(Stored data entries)
***

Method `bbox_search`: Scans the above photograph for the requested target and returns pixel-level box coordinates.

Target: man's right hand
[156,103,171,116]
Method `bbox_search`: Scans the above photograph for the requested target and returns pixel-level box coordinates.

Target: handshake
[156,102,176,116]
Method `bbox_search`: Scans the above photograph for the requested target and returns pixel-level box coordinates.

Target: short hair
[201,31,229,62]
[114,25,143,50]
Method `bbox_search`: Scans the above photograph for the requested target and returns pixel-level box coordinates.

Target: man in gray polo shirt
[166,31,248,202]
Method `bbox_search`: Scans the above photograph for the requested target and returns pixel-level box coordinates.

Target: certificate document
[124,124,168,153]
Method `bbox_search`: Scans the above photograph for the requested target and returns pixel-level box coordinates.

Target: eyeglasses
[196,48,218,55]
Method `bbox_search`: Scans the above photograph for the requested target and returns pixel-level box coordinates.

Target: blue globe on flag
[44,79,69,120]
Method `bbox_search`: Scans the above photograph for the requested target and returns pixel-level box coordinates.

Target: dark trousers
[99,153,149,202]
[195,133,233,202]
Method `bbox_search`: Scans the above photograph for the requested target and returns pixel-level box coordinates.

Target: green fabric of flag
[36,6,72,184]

***

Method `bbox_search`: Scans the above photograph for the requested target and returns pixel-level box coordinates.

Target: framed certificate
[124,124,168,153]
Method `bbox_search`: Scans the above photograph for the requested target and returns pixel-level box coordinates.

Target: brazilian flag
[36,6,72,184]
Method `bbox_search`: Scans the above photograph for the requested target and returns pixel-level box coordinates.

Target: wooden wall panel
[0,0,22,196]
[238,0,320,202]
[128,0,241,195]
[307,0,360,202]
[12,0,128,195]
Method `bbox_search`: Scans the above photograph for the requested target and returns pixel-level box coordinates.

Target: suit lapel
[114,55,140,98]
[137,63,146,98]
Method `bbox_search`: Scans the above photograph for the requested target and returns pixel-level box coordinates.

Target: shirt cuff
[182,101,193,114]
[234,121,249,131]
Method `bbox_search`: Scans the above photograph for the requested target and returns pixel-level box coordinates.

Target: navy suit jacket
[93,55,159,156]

***

## Exercise:
Gather every line of the records that contains the string "shirt", and copy each one. Treat uppercase and lowercase as different.

## Solution to this exercise:
Target: man in gray polo shirt
Target: shirt cuff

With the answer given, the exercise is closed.